#### DATA ####

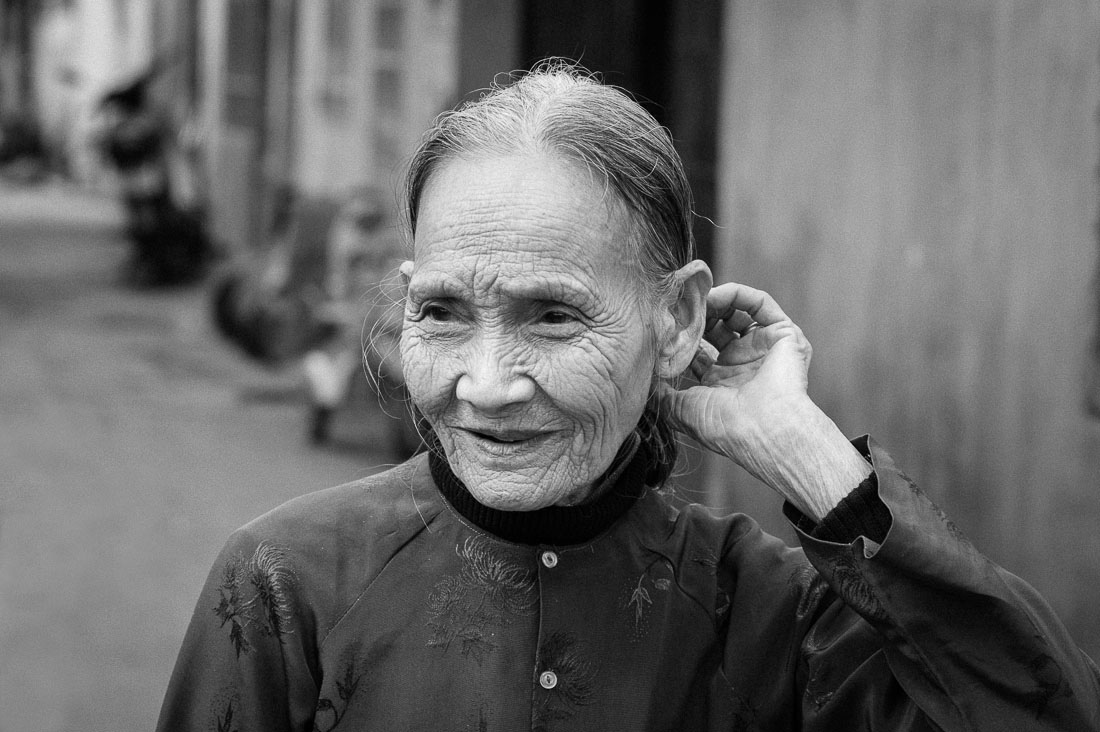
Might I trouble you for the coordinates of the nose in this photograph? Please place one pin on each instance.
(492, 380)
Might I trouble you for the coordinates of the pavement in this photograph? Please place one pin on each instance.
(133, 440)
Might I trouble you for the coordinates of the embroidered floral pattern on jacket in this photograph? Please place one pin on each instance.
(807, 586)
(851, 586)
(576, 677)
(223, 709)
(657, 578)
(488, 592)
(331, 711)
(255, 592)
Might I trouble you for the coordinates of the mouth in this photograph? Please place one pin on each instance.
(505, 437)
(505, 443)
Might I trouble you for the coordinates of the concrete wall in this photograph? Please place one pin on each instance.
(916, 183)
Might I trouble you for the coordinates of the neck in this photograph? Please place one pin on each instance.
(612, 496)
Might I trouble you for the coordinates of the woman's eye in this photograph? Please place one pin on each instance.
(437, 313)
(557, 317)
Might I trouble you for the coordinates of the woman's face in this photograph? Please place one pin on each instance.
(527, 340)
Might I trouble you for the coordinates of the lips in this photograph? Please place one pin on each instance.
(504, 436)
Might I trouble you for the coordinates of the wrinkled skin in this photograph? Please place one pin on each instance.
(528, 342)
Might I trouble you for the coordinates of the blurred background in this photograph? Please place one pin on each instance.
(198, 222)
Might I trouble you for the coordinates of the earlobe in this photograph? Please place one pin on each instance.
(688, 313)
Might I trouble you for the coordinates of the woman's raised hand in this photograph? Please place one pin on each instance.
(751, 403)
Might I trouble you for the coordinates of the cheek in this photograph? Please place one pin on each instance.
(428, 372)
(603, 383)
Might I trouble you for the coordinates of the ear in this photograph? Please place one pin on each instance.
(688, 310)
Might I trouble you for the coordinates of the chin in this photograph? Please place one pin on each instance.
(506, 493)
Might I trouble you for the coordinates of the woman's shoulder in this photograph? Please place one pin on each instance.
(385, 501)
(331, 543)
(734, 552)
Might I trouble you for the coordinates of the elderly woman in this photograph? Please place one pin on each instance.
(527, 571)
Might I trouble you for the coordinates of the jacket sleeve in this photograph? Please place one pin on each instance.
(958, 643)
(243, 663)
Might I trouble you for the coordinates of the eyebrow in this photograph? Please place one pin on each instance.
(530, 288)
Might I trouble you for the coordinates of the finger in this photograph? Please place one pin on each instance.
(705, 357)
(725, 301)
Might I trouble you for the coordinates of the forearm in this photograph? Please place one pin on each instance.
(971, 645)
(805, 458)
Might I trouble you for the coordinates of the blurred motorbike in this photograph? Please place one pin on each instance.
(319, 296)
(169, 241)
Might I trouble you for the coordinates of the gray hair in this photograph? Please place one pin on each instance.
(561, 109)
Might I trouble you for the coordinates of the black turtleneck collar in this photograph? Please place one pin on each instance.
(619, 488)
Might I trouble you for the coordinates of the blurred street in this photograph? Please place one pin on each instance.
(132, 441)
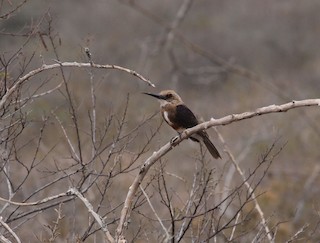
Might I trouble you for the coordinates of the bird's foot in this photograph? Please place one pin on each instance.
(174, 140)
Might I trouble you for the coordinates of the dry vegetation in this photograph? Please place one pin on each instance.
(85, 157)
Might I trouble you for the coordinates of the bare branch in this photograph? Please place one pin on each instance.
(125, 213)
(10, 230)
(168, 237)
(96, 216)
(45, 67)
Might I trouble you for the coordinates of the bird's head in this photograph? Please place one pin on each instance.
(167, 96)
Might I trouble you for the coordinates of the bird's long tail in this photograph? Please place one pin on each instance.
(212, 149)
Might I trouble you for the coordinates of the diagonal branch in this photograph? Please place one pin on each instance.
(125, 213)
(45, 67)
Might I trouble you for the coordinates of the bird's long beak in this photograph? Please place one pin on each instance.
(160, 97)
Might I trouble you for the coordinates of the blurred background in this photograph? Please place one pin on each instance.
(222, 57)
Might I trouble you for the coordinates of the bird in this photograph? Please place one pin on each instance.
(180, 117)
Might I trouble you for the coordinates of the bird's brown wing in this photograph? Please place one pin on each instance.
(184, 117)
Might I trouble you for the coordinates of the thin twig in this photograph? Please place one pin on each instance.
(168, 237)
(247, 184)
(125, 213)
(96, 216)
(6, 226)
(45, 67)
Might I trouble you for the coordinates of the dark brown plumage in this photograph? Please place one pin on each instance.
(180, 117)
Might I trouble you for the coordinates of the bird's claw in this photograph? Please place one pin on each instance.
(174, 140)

####

▶ _REQUIRED ACTION_
The entries are to be printed exactly as written; the pictures are to be left out.

▶ _ANSWER TO THIS TASK_
Might I trouble you for the coordinates of the nose in this photograph? Please place one pin on each instance.
(492, 380)
Might I trouble you for the coordinates of the pavement in this photograph? Please place one pin on each instance.
(133, 440)
Might I trouble you for the coordinates of the embroidered floral pattern on jacket in this photograph? Please place one pin on each instance.
(807, 586)
(851, 586)
(576, 677)
(223, 709)
(657, 578)
(488, 592)
(331, 711)
(255, 592)
Might I trouble you for the coordinates of the mouth in this photograph? Please place one pin on each instance.
(505, 437)
(505, 443)
Might I trouble you for the coordinates of the concrete wall in this photograph? Please place one pin on each instance.
(916, 183)
Might I trouble you for the coordinates of the neck in this photograph? Please place one pin on each instance.
(612, 496)
Might I trouble you for the coordinates of the woman's eye in this photograph? Please place one pin on each instance.
(437, 313)
(557, 317)
Might I trouble you for the coordinates of the woman's face in this photograph? Please place one pin on each instance.
(527, 340)
Might I trouble you for the coordinates of the lips in this photograph? Please place one pin on each instance.
(504, 436)
Might I trouble you for the coordinates of the wrinkled skin in this photograph? Please place one pin on each instance.
(528, 342)
Might I trouble you for the coordinates of the blurred background in this photograph? Please place one pin on each instance.
(198, 222)
Might I trouble you for the coordinates of the earlobe in this photograph? Please place one pin on each instance.
(688, 313)
Might I trouble you for the coordinates of the woman's raised hand in this photograph? Please place one pin on each instance.
(751, 403)
Might I trouble you for the coordinates of the cheek in this photograph? Please place one pin on each instance.
(428, 372)
(603, 383)
Might I trouble you for the coordinates of the ear in this photograph? Please place one pin on each instance.
(688, 310)
Might I trouble you for the coordinates of the chin in this photograph? Please place one pin on each instance.
(506, 493)
Might I trouble you for the coordinates of the woman's shoulder in this photograph? Please place one pin on each instance.
(385, 501)
(331, 543)
(734, 552)
Might I trouble you for the coordinates of the elderly woman in this photograph? Please place one pin on each instance.
(527, 571)
Might I trouble you for the coordinates of the jacket sleeve in this photograph? Please place one pin on each instance.
(958, 643)
(243, 663)
Might I trouble you for the coordinates of the eyebrow in this photograph? Please place one pin on each instance.
(530, 288)
Might I trouble you for the coordinates of the finger in this photograph? Please place one pin on each instance.
(705, 357)
(725, 301)
Might I trouble you for the coordinates of the forearm in this photograph? Please place one pin on each instance.
(971, 645)
(805, 458)
Might I trouble you for the coordinates of the blurred motorbike in this photograph? Please place one pin on each instance.
(319, 296)
(169, 241)
Might I trouble you for the coordinates of the gray hair in this photograph? Please place one pin on each instance.
(561, 109)
Might I trouble you for the coordinates of the black turtleneck collar in this photograph? Please place one pin on each instance.
(619, 488)
Might I trouble you for the coordinates of the blurred street in this photograph? Please place one pin on each instance.
(132, 441)
Might I trouble you for the coordinates of the bird's foot in this photograph? Please place one pin on each instance.
(174, 140)
Might I trouble you for the coordinates of the dry vegetation in this photograph? Please place one pin on each instance.
(85, 157)
Might I trouble you for the coordinates of the bare branch in this photograph? Please place one pin on each instance.
(125, 213)
(10, 230)
(168, 237)
(96, 216)
(45, 67)
Might I trouble you for the coordinates of the bird's head in this photograph? Please place one pin on each instance.
(167, 96)
Might I trouble you for the coordinates of the bird's long tail in this photograph? Please place one pin on each instance.
(212, 149)
Might I trouble you for the coordinates of the diagonal branch in this photograph? Please place one pin on each instance.
(125, 213)
(45, 67)
Might I trouble you for the coordinates of the bird's long beak in this photograph? Please place one pin on each instance.
(160, 97)
Might I trouble you for the coordinates of the blurred background in this photograph? Please place one pin on each instance.
(222, 57)
Might I trouble you for the coordinates of the bird in this photograph? Please place one pin on each instance.
(180, 117)
Might I trouble you for the coordinates of the bird's brown wing in this photograph? Please place one pin on each instance.
(184, 117)
Might I trouble you for the coordinates of the thin twig in this photograph? Please place one pin on each instance.
(168, 237)
(247, 184)
(125, 213)
(96, 216)
(6, 226)
(45, 67)
Might I trouble you for the coordinates of the dark brown plumage in this photograph? Please place one pin on each instance.
(180, 117)
Might I trouble you for the coordinates of the bird's claw in this photograph? Please place one pin on each instance.
(174, 140)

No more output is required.